## WHAT YOU HAVE TO DO
In the post below about Ernst Mayr's essay on Darwin, what were virtually all leading scientists and philosophers in 1850?

## DOCUMENT
══════════

Monday, December 14, 2009

Mayr on Darwin's influence

I'm not sure how much longer Scientific American is going to make the article available (I would guess until the end of the year), so you might want to take advantage while you can and read the late Ernst Mayr's essay "Darwin's Influence on Modern Thought".

A 21st-century person looks at the world quite differently than a citizen of the Victorian era did. This shift had multiple sources, particularly the incredible advances in technology. But what is not at all appreciated is the great extent to which this shift in thinking indeed resulted from Darwin’s ideas.

Remember that in 1850 virtually all leading scientists and philosophers were Christian men. The world they inhabited had been created by God, and as the natural theologians claimed, He had instituted wise laws that brought about the perfect adaptation of all organisms to one another and to their environment. At the same time, the architects of the scientific revolution had constructed a worldview based on physicalism (a reduction to spatiotemporal things or events or their properties), teleology, determinism and other basic principles. Such was the thinking of Western man prior to the 1859 publication of On the Origin of Species. The basic principles proposed by Darwin would stand in total conflict with these prevailing ideas.

══════════

## DATA EXCERPTS
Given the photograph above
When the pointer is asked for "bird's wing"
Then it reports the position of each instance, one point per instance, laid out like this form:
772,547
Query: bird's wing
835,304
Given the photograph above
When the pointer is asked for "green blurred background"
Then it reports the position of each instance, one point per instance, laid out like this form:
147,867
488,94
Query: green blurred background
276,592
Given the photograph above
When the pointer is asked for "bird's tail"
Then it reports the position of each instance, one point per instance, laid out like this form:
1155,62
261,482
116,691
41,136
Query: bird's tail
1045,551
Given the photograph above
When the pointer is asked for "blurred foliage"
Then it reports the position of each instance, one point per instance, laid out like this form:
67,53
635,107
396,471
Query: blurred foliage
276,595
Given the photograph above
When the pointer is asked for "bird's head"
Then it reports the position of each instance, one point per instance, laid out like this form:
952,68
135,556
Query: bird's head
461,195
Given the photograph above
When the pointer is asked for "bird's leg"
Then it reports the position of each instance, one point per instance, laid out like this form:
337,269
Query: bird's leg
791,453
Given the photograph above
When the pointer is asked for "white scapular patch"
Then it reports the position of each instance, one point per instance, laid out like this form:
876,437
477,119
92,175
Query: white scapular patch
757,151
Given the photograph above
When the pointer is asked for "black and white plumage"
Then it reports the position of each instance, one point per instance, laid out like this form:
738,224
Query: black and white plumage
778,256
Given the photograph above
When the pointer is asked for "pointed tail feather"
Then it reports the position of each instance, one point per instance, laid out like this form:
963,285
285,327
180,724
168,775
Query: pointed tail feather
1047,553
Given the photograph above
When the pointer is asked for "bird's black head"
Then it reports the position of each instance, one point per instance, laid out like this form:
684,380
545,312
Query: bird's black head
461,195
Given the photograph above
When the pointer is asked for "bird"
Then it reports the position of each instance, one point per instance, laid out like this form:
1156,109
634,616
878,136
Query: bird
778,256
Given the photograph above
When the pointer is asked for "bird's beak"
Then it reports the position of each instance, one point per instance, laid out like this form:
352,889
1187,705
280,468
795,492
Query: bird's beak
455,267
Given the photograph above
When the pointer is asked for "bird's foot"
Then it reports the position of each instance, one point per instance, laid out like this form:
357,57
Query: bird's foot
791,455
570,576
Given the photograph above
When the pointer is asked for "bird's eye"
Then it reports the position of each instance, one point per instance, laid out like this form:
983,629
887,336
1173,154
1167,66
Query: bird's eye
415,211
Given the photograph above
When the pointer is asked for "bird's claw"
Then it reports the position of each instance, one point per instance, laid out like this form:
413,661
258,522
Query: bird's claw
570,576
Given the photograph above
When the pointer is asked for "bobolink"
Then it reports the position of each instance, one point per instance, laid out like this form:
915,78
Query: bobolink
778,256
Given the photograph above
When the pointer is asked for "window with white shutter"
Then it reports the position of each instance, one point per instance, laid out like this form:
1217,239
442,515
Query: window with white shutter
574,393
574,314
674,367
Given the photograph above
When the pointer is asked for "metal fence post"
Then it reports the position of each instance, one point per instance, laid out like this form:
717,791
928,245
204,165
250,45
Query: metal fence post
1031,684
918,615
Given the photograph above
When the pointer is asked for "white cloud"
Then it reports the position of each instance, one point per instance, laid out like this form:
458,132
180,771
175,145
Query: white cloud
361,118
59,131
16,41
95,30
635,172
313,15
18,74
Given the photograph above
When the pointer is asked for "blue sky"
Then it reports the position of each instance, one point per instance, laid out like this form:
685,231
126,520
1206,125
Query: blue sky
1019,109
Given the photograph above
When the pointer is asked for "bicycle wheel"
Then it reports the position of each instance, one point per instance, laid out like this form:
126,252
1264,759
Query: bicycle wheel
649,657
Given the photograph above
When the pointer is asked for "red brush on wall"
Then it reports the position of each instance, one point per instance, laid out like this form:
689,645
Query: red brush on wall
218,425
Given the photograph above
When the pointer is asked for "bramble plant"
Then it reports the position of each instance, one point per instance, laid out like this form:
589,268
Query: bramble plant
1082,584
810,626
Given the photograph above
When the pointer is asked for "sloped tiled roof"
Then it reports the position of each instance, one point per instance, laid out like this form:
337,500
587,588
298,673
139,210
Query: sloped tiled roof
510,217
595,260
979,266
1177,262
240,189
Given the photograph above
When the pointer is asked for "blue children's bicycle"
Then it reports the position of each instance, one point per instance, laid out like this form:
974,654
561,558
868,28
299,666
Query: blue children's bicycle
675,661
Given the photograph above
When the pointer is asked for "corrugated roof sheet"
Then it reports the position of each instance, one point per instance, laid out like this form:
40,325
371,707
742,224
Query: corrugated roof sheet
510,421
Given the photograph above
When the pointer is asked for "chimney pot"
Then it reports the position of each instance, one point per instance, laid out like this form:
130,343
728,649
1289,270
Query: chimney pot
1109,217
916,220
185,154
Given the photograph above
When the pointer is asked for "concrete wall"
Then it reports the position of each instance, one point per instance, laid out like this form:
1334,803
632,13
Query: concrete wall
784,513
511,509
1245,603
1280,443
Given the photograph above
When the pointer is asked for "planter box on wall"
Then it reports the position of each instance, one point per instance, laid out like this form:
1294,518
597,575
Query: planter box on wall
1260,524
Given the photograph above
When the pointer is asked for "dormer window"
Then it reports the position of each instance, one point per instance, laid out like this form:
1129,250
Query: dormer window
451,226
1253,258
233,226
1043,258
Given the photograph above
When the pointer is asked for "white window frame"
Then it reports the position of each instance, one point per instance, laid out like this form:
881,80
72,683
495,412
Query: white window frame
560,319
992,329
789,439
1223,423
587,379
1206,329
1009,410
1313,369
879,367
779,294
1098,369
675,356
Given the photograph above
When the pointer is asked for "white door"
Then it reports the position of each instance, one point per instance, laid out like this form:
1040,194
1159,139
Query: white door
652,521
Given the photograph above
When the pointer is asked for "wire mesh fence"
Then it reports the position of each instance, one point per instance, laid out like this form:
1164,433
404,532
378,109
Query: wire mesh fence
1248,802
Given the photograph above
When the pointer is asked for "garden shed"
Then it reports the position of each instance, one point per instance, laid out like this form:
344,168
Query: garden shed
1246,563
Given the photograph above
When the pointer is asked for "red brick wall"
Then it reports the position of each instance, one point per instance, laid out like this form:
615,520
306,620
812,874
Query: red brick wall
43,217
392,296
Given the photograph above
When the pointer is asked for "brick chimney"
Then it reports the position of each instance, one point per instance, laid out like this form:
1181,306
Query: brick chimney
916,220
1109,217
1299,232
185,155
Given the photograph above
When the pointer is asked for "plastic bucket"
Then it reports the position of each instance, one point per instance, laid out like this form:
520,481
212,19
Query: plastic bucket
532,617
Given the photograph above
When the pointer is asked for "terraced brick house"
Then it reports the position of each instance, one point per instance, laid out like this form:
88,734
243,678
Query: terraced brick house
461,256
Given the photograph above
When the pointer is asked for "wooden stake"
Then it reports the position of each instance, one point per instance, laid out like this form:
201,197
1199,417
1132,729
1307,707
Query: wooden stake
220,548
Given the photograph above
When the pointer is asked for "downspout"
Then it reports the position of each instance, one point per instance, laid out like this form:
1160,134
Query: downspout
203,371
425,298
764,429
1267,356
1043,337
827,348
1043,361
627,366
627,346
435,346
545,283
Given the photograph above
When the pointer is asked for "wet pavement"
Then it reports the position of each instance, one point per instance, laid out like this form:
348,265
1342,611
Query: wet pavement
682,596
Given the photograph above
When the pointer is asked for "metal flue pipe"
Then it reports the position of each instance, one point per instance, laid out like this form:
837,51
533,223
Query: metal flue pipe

══════════

## CORRECT RESPONSE
They were Christian men.